:: The data ::
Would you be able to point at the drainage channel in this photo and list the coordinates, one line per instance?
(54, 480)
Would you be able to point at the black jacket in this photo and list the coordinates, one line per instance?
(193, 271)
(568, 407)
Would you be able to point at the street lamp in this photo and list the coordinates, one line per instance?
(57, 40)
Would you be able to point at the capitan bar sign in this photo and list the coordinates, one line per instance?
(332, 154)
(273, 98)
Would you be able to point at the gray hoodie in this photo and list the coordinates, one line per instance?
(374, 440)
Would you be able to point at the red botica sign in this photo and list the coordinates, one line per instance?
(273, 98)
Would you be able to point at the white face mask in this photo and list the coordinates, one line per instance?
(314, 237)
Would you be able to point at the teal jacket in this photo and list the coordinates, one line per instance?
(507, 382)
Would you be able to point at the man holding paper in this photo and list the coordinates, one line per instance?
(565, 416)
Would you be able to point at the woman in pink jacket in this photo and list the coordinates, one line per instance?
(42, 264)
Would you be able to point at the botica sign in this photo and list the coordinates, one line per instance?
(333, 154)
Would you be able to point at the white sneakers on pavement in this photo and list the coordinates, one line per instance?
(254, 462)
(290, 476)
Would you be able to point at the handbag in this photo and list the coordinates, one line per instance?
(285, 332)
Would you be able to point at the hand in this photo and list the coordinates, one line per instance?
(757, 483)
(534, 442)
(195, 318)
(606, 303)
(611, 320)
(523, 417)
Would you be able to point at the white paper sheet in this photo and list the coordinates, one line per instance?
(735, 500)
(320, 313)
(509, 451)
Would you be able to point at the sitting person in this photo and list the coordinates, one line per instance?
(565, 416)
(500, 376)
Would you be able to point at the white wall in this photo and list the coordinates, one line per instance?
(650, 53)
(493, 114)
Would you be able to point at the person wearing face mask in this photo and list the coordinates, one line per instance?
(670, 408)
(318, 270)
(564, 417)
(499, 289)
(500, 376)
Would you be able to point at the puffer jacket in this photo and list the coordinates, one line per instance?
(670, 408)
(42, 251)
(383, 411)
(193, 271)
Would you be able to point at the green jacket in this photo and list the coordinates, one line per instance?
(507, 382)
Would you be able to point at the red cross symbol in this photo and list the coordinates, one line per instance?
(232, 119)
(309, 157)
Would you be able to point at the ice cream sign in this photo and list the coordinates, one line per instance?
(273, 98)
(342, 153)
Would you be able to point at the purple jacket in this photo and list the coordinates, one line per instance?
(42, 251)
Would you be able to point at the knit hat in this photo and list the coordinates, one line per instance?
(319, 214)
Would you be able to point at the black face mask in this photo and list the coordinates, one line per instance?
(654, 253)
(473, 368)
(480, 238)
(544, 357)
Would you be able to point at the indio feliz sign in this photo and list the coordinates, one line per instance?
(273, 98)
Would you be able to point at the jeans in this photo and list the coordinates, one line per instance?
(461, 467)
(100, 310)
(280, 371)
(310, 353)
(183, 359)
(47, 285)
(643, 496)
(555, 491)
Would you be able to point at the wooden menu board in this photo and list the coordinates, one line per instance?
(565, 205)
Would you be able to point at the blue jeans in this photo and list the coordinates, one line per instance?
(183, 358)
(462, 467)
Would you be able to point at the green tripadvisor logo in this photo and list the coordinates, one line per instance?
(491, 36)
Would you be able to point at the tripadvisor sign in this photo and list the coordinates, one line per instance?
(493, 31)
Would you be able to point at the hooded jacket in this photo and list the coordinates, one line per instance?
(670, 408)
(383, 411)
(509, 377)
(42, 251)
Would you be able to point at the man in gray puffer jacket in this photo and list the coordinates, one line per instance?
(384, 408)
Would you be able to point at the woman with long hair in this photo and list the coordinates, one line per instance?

:: Exercise prompt ::
Nothing but the lines from the line with "Would you be able to point at the jeans" to the last line of the listing above should appear; please retype them exactly, both ends included.

:: Exercise solution ::
Would you be able to point at the jeans in this photo and list the coordinates, one line per instance?
(461, 467)
(100, 310)
(280, 371)
(310, 353)
(183, 359)
(47, 285)
(643, 496)
(555, 491)
Would you be able to point at the wooden menu board in this photo and list the coordinates, one line per instance?
(565, 205)
Would you be able to point at the blue jeans in this photo and list the coordinates, one line per instance?
(183, 358)
(462, 467)
Would you be able to point at the green tripadvisor logo in this photo and list the coordinates, one line per instance?
(491, 36)
Would you be able to point at the tripadvisor sign in this photo and list the coordinates, one line per instance?
(493, 31)
Would you be able to point at the hooded jacket in this photo and list the coordinates, one line per instance?
(670, 408)
(383, 411)
(509, 377)
(42, 251)
Would you be able to point at the man in gray puffer jacket in this photo and list the coordinates, one line per instance?
(384, 408)
Would you be able to point at the woman with long hair in this photo and list the coordinates, one line per instance?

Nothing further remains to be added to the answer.